SOURCE RECORDS:
╔══

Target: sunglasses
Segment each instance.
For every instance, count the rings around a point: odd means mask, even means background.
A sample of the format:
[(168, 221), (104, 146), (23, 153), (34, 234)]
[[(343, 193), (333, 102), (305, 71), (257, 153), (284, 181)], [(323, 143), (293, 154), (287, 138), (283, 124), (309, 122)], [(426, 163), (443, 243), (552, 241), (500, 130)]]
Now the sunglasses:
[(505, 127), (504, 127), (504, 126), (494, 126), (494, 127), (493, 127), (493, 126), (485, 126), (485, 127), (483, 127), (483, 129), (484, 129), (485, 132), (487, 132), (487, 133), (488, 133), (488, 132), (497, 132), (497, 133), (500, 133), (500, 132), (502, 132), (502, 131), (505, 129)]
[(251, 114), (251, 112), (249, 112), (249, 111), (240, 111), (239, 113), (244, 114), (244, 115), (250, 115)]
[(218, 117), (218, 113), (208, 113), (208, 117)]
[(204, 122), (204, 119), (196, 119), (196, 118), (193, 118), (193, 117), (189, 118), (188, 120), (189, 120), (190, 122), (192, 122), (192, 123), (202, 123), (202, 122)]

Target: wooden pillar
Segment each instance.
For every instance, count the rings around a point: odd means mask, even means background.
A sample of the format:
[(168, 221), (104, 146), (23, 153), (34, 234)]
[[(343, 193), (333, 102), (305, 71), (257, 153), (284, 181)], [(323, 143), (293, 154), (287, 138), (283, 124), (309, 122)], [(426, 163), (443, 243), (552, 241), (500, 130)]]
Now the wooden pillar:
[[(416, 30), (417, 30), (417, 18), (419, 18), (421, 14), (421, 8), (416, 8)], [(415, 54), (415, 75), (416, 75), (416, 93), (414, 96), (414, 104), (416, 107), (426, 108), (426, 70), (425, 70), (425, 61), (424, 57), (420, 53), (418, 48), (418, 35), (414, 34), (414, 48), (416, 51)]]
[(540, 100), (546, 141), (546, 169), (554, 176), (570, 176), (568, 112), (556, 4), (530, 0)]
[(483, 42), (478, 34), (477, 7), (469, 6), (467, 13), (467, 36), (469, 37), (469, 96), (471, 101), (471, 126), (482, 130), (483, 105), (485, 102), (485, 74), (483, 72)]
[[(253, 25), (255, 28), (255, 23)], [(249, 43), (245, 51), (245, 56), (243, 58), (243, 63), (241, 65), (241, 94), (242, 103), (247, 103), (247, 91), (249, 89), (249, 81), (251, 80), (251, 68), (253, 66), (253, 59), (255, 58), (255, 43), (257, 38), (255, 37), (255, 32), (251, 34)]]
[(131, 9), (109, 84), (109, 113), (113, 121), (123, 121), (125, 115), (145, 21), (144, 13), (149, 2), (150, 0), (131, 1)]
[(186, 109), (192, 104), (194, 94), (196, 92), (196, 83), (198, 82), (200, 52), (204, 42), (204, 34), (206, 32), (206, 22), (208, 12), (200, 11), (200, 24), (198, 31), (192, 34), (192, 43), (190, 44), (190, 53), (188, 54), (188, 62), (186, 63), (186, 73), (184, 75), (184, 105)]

╚══

TASK REQUIREMENTS:
Extract each entry in full and write it down exactly.

ANSWER SPACE:
Target: sunglasses
Segment each instance.
For every instance, count the rings around a point: odd means mask, even means background.
A sample of the format:
[(168, 221), (104, 146), (23, 153), (34, 234)]
[[(343, 193), (333, 102), (305, 71), (257, 153), (284, 181)], [(323, 143), (293, 154), (287, 138), (283, 124), (309, 122)], [(426, 163), (443, 243), (552, 241), (500, 130)]]
Now the sunglasses:
[(505, 127), (504, 127), (504, 126), (494, 126), (494, 127), (493, 127), (493, 126), (485, 126), (485, 127), (483, 127), (483, 129), (484, 129), (485, 132), (487, 132), (487, 133), (488, 133), (488, 132), (497, 132), (497, 133), (500, 133), (500, 132), (502, 132), (502, 131), (505, 129)]
[(251, 114), (251, 112), (249, 112), (249, 111), (240, 111), (239, 113), (244, 114), (244, 115), (250, 115)]
[(218, 117), (218, 113), (208, 113), (208, 117)]
[(204, 122), (204, 119), (196, 119), (196, 118), (193, 118), (193, 117), (189, 118), (188, 120), (189, 120), (190, 122), (192, 122), (192, 123), (202, 123), (202, 122)]

Target: wooden pillar
Segment each instance.
For every instance, count the rings around a point: odd means mask, even means background.
A sample of the format:
[(168, 221), (104, 146), (23, 153), (34, 234)]
[[(343, 193), (333, 102), (305, 71), (257, 153), (284, 181)], [(323, 143), (293, 154), (287, 138), (283, 124), (309, 122)], [(426, 163), (443, 243), (552, 241), (500, 130)]]
Now the wooden pillar:
[[(416, 30), (417, 30), (417, 18), (419, 18), (421, 14), (421, 8), (416, 8)], [(415, 54), (415, 75), (416, 75), (416, 93), (414, 96), (414, 104), (416, 107), (426, 108), (426, 70), (425, 70), (425, 61), (424, 57), (420, 53), (418, 48), (418, 35), (414, 34), (414, 48), (416, 51)]]
[(540, 100), (546, 141), (546, 169), (554, 176), (570, 176), (568, 112), (556, 4), (530, 0)]
[(483, 42), (478, 34), (477, 7), (469, 6), (467, 13), (467, 36), (469, 37), (469, 96), (471, 101), (471, 126), (482, 130), (483, 105), (485, 102), (485, 74), (483, 72)]
[[(253, 25), (255, 28), (255, 23)], [(249, 43), (245, 51), (245, 56), (243, 58), (243, 63), (241, 65), (241, 94), (242, 103), (247, 103), (247, 91), (249, 89), (249, 81), (251, 80), (251, 68), (253, 66), (253, 59), (255, 58), (255, 43), (257, 38), (255, 37), (255, 32), (251, 34)]]
[(131, 9), (109, 84), (109, 113), (113, 121), (123, 121), (125, 115), (145, 21), (144, 13), (149, 2), (150, 0), (131, 1)]
[(186, 109), (192, 104), (194, 94), (196, 92), (196, 83), (198, 82), (200, 52), (204, 42), (204, 34), (206, 32), (206, 22), (208, 12), (200, 11), (200, 24), (198, 31), (192, 34), (192, 43), (190, 44), (190, 53), (188, 54), (188, 62), (186, 63), (186, 73), (184, 75), (184, 105)]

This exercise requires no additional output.